**Given instruction**
Show each line below that contains the word "green".

Records taken from a data source
___

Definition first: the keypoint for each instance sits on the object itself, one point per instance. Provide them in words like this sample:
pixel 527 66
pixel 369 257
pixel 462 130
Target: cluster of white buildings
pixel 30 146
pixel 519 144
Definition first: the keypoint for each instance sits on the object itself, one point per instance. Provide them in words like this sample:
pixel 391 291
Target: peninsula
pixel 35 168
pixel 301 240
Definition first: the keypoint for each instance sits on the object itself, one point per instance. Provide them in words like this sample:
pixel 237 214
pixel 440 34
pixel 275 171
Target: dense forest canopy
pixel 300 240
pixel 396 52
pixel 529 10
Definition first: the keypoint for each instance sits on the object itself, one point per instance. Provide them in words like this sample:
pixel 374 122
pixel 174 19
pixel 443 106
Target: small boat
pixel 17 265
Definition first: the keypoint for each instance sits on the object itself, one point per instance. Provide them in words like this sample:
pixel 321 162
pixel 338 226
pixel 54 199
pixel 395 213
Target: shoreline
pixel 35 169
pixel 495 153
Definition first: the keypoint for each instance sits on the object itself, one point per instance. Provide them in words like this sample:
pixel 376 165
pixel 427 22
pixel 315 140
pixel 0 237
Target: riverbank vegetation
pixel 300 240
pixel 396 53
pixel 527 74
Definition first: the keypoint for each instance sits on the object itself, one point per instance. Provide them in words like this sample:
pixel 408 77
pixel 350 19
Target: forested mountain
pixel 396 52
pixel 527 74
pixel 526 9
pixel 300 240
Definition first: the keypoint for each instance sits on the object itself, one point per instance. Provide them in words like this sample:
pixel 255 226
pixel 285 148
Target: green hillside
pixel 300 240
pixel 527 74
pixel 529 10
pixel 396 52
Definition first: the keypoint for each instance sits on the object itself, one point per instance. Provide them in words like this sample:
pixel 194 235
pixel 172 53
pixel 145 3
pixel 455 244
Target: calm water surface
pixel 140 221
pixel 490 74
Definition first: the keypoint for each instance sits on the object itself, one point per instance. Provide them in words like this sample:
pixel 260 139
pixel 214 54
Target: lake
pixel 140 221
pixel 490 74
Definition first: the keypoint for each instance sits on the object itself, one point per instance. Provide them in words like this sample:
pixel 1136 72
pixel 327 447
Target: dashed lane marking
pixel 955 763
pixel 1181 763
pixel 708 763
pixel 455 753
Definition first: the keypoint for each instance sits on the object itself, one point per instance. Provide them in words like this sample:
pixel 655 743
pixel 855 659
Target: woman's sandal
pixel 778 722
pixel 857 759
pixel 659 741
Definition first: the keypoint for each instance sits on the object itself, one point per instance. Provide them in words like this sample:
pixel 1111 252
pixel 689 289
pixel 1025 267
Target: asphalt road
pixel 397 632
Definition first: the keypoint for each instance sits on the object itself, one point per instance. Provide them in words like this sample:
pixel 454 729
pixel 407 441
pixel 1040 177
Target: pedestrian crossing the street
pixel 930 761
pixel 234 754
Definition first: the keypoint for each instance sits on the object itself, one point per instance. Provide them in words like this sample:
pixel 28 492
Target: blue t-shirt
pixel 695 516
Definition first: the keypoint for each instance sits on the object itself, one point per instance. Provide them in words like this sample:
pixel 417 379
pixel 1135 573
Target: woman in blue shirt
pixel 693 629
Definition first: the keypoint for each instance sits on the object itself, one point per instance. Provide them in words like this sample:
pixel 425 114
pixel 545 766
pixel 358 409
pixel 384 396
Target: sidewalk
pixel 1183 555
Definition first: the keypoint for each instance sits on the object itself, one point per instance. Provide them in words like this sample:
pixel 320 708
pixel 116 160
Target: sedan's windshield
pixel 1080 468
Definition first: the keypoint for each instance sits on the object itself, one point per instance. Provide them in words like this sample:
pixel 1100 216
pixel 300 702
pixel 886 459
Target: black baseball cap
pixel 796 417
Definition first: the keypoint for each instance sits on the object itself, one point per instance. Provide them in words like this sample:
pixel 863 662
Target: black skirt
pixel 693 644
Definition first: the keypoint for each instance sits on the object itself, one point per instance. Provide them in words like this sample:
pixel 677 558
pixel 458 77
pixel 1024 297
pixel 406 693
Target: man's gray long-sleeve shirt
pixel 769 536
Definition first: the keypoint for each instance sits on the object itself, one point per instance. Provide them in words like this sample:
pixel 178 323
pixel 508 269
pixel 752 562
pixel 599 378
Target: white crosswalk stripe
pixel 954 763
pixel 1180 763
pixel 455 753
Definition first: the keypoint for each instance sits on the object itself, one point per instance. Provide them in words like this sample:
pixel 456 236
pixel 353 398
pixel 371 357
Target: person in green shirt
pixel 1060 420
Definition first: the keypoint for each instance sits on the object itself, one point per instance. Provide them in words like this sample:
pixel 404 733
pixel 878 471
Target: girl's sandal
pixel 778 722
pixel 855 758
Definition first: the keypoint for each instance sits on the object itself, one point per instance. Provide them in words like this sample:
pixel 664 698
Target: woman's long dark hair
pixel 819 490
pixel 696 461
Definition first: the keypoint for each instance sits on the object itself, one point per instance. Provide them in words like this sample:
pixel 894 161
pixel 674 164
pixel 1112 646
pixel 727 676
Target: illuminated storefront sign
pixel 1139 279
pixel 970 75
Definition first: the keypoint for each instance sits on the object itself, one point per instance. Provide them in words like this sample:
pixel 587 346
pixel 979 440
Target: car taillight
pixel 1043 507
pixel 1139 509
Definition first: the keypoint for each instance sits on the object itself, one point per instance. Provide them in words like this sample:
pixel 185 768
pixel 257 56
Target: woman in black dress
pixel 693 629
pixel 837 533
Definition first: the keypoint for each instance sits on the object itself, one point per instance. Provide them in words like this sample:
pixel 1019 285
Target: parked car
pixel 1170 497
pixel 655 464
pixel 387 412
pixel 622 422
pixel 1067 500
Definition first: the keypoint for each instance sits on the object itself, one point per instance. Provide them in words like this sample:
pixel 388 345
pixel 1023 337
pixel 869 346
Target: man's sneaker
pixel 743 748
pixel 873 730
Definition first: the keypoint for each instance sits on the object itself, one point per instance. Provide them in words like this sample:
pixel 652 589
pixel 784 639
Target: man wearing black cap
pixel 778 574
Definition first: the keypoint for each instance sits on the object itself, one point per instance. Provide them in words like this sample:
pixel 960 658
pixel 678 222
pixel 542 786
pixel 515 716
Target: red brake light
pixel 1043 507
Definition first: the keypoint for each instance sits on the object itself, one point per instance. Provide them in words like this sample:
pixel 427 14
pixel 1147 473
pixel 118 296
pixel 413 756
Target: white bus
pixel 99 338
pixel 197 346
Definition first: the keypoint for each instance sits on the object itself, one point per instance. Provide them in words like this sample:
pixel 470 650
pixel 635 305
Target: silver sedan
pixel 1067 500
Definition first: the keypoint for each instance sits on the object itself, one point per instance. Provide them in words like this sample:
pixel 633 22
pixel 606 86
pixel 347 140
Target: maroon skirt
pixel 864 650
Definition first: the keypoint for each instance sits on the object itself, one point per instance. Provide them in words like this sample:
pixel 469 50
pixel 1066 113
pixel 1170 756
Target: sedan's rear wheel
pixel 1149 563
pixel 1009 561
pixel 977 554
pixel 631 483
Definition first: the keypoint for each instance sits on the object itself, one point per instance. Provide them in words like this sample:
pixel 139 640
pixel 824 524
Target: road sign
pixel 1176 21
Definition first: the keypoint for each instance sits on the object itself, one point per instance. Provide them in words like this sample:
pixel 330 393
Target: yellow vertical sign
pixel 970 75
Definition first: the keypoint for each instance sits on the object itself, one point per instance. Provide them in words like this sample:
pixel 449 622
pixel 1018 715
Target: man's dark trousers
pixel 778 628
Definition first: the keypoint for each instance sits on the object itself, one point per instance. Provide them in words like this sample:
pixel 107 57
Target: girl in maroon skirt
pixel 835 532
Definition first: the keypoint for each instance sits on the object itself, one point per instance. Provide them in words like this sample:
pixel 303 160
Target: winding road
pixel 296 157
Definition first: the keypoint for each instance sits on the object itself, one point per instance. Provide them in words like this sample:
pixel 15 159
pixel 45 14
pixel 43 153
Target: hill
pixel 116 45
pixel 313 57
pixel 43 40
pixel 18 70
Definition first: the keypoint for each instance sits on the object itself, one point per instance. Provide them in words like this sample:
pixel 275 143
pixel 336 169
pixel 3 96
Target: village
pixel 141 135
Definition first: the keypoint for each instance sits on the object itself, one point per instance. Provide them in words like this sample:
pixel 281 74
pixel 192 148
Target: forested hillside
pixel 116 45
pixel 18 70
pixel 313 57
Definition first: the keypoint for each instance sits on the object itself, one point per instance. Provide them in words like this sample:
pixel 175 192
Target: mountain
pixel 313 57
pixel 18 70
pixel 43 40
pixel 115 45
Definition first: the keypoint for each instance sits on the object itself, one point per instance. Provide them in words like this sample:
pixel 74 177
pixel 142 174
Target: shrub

___

**Correct response**
Target: green hillside
Target: person in green shirt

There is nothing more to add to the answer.